{no ideas but in things}


Friday, August 31, 2007

i've heard that college towns are lonely over the summer, but last summer was fantastic. i certainly missed my school friends, but the empty coffeehouses and light afternoon traffic made searcy feel more like a small rural town.

katie, austin, and i practically lived in a coffee shop called the underground. during the summer, the place is obviously full of townies. i think this gave us a greater taste of searcy culture, and--i must say--i don't hate it.

there are two fifteen-year-old boys who hang around the underground. damien and mando (short for armando) are sophomores at a high school down the street from our house. because the school buses are so crowded, they opt to ride their bikes and/or walk to school. the construction at searcy high school makes it difficult to find a good place to lock a bike, so katie and i let them lock up to the rail of our back porch.

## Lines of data
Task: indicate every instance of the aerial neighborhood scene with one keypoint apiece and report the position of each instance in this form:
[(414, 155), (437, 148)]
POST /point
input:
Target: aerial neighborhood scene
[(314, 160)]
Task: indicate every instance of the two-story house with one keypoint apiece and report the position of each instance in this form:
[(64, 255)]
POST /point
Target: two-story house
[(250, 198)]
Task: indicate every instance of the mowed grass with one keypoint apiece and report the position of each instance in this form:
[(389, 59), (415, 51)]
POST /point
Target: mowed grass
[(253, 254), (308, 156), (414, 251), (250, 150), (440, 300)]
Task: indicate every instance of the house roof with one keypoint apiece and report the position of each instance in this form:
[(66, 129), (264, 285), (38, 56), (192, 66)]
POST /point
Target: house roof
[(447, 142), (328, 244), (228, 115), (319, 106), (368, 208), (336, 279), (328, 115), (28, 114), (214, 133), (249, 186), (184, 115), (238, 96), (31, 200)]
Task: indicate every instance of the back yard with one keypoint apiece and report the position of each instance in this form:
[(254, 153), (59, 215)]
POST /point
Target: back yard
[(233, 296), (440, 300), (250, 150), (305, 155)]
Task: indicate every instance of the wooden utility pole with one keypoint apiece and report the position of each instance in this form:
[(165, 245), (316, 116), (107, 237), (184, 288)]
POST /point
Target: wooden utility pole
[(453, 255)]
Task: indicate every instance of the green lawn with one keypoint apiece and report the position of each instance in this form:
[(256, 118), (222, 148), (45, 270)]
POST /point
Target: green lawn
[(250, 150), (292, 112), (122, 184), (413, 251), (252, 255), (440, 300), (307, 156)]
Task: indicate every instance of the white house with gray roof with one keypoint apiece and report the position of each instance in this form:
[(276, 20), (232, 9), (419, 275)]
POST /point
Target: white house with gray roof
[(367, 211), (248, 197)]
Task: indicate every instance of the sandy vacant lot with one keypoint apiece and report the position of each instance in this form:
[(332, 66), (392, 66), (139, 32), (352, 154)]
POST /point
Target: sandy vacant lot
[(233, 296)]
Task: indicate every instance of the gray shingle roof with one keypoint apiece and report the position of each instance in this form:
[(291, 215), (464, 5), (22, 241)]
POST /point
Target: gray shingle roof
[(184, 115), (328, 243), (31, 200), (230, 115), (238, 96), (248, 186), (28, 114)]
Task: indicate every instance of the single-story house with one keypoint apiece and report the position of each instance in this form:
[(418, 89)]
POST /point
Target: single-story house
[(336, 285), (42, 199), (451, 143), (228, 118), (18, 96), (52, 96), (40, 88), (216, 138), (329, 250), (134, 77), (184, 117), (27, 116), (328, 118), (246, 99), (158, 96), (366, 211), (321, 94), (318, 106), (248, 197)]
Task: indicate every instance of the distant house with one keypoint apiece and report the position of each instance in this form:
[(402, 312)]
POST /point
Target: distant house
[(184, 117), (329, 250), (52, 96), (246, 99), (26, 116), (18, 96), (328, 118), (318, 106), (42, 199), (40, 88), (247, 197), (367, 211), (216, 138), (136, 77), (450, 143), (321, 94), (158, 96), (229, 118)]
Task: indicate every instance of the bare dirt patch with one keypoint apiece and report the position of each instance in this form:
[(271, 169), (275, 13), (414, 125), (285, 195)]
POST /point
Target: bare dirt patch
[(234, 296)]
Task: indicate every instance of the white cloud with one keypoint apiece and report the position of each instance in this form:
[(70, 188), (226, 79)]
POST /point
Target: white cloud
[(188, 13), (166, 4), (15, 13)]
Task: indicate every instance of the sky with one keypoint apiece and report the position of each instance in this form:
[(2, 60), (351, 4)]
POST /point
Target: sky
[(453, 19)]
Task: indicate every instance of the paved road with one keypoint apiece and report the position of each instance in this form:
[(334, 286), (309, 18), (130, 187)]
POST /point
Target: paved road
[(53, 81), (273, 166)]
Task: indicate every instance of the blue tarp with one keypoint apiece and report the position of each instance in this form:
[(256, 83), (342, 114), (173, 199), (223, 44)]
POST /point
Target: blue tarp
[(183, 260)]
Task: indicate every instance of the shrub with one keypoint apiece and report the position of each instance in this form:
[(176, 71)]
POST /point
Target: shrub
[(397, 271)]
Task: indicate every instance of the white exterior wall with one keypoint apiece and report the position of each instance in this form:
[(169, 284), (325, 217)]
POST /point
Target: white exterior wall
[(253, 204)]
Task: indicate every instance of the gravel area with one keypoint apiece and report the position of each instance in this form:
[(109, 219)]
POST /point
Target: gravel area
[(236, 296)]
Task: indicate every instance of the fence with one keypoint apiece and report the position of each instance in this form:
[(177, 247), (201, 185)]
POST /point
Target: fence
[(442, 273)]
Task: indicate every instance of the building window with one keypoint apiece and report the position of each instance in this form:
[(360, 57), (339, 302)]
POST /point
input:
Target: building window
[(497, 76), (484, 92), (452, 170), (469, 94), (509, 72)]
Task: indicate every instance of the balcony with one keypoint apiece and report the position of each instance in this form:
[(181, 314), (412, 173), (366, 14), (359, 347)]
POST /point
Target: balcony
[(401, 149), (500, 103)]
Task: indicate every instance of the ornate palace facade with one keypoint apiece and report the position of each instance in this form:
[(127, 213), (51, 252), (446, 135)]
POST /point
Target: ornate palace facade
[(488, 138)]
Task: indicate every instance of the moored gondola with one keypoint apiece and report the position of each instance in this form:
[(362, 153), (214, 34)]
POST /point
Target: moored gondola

* * *

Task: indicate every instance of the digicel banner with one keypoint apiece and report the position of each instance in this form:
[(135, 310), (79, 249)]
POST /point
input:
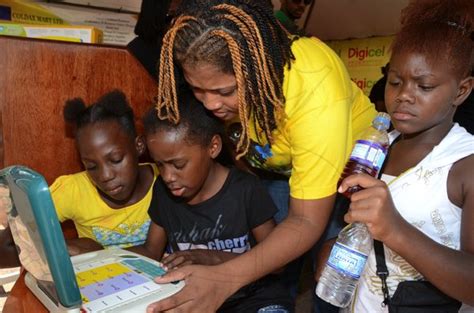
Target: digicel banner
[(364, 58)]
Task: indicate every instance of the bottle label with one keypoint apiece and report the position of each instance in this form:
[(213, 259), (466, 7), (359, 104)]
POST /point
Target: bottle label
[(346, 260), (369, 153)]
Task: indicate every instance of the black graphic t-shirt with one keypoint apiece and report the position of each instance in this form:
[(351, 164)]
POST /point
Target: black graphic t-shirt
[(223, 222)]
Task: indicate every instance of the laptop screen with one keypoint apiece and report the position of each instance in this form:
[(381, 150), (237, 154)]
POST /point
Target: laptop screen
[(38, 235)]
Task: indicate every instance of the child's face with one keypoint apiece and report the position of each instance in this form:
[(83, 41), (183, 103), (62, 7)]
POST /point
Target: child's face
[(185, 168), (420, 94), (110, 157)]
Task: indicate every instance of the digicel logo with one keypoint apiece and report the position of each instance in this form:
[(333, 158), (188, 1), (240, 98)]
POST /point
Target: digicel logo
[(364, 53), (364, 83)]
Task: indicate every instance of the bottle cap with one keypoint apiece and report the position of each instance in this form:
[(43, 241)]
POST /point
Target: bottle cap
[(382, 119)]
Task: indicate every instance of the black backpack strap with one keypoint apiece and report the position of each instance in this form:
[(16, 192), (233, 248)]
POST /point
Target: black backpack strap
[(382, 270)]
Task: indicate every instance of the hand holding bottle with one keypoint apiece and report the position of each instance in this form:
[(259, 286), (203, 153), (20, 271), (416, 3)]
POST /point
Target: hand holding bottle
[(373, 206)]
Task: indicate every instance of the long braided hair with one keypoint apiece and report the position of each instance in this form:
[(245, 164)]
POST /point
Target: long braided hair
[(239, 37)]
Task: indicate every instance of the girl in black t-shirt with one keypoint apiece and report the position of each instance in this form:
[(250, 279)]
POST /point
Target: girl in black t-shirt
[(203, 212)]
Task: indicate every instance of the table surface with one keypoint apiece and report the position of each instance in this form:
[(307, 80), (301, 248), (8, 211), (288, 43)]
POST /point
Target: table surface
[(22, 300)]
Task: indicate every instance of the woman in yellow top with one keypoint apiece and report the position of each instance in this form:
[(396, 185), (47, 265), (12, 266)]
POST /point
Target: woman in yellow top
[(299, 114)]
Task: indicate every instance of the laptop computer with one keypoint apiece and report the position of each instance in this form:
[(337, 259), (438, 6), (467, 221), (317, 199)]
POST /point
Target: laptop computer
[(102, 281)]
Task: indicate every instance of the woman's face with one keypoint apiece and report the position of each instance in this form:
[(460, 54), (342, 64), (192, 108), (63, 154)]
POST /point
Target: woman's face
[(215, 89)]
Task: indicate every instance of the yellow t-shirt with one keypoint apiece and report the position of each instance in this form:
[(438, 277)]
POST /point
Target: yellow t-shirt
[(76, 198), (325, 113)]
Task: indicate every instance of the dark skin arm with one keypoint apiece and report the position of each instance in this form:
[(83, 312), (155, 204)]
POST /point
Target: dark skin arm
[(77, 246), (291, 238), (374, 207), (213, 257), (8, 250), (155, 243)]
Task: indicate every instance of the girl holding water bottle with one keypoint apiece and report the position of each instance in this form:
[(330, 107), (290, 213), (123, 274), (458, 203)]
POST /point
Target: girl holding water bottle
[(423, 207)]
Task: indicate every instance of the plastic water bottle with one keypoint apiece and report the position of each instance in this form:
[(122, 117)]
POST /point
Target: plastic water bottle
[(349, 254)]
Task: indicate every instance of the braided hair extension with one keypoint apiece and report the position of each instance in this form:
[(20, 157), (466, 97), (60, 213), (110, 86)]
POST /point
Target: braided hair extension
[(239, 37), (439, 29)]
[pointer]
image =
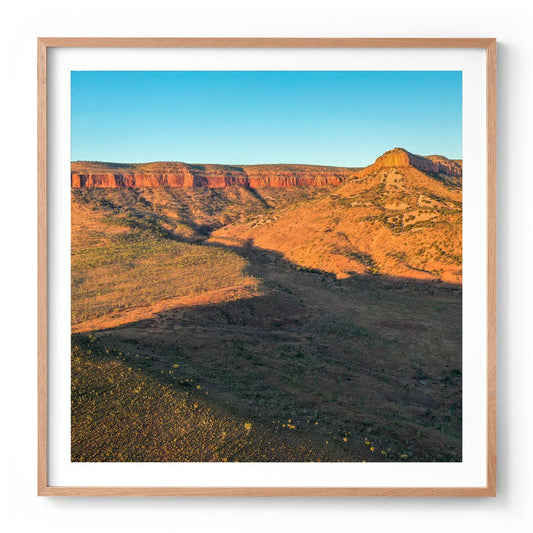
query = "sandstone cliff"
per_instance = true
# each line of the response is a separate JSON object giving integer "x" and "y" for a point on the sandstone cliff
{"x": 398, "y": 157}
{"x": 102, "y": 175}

==

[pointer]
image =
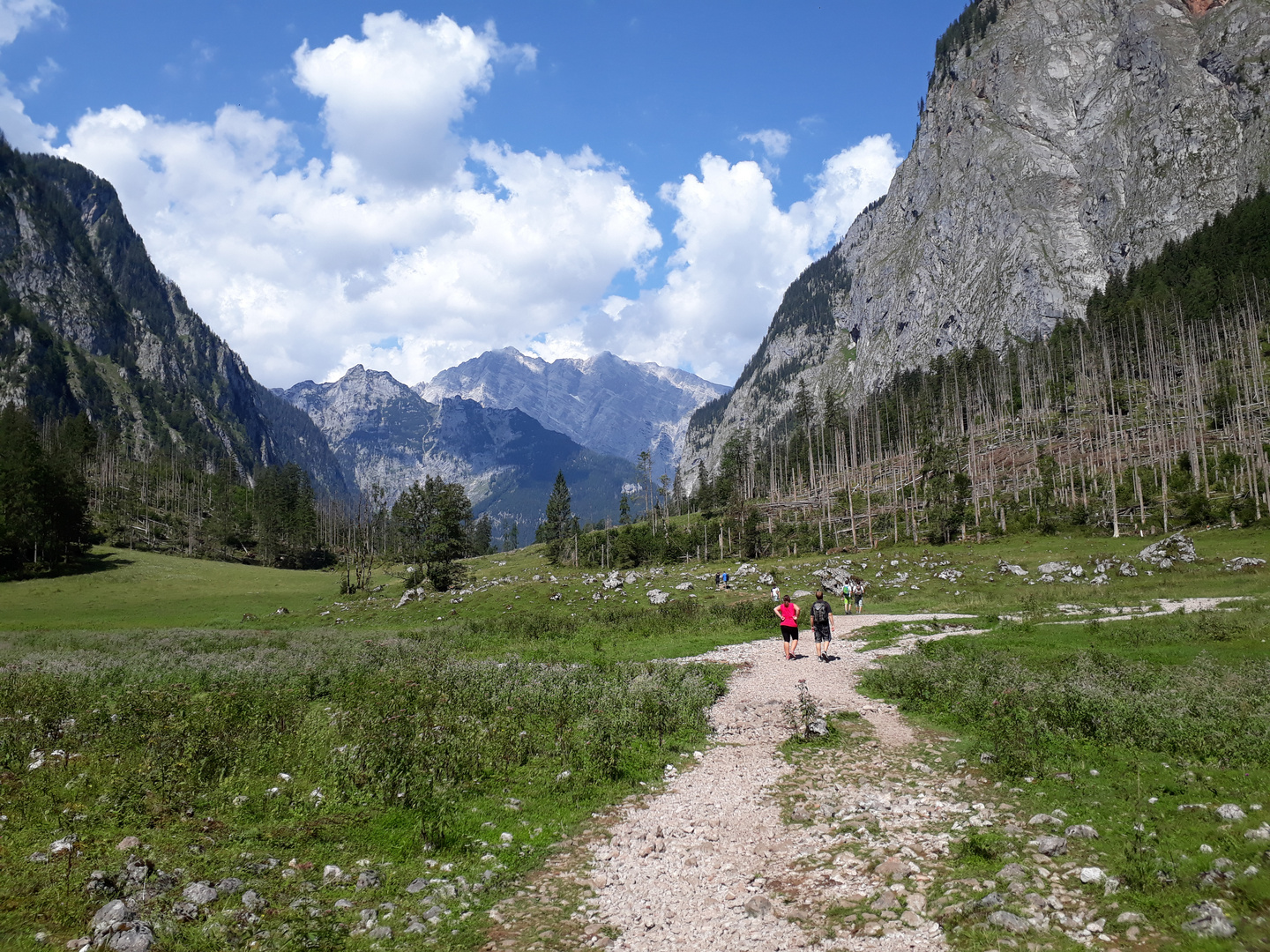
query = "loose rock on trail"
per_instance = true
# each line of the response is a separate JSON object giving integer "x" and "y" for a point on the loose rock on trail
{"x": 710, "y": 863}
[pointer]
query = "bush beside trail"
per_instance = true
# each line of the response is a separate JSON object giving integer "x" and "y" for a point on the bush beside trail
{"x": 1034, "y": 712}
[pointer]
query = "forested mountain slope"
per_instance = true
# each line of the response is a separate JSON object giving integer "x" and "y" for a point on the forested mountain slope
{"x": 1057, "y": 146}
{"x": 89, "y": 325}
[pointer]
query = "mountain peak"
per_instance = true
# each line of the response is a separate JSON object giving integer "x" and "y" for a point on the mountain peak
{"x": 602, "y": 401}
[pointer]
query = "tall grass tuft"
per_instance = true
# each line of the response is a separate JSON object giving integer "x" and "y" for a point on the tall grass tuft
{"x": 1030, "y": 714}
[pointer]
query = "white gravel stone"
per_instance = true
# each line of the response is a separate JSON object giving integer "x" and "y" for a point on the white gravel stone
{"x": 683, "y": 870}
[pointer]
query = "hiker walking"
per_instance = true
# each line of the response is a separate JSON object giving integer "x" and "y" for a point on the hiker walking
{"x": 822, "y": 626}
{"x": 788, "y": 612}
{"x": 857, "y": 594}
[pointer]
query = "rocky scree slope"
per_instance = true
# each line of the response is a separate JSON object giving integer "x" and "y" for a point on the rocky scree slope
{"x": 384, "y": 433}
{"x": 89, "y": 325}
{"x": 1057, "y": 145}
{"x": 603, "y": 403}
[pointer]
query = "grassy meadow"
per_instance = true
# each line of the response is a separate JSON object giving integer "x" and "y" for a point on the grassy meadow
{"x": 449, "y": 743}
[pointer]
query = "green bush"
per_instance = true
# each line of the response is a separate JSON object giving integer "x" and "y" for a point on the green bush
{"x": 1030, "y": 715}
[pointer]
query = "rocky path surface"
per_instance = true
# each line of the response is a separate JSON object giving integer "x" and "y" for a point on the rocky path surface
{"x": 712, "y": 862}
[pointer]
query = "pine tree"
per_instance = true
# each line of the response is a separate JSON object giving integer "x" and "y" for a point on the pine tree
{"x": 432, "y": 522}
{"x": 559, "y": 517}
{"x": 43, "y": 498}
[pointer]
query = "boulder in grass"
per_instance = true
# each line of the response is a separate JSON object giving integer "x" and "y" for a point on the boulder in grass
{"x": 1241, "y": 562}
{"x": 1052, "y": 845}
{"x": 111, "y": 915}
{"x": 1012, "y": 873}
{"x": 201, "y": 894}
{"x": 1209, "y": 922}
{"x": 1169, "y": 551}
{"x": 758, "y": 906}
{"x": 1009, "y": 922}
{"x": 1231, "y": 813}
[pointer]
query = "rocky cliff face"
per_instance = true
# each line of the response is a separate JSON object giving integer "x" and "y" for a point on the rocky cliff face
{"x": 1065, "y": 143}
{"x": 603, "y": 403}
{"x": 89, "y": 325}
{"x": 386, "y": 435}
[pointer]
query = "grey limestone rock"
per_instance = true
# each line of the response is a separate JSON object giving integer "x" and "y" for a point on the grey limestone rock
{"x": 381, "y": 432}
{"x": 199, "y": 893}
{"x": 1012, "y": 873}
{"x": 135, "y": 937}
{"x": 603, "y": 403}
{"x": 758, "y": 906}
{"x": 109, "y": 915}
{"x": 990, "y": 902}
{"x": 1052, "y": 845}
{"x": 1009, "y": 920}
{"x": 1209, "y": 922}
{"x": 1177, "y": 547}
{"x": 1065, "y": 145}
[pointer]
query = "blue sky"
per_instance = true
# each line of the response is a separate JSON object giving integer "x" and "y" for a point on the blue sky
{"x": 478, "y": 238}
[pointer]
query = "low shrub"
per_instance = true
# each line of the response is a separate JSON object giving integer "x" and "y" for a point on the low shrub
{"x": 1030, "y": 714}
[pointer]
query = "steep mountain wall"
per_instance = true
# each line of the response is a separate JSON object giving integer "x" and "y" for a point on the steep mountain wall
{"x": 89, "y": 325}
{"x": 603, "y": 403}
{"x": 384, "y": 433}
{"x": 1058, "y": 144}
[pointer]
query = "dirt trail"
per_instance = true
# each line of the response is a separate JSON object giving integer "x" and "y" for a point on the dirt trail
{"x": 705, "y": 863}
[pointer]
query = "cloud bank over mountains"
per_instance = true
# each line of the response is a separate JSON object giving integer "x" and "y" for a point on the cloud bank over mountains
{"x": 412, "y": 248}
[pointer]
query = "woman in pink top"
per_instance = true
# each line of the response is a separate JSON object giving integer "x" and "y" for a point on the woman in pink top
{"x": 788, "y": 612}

## Exercise directions
Duplicate the stretch of the blog post about summer in Searcy that opens with the words containing "Friday, August 31, 2007" and closes with "don't hate it.".

## Solution for this task
Friday, August 31, 2007

i've heard that college towns are lonely over the summer, but last summer was fantastic. i certainly missed my school friends, but the empty coffeehouses and light afternoon traffic made searcy feel more like a small rural town.

katie, austin, and i practically lived in a coffee shop called the underground. during the summer, the place is obviously full of townies. i think this gave us a greater taste of searcy culture, and--i must say--i don't hate it.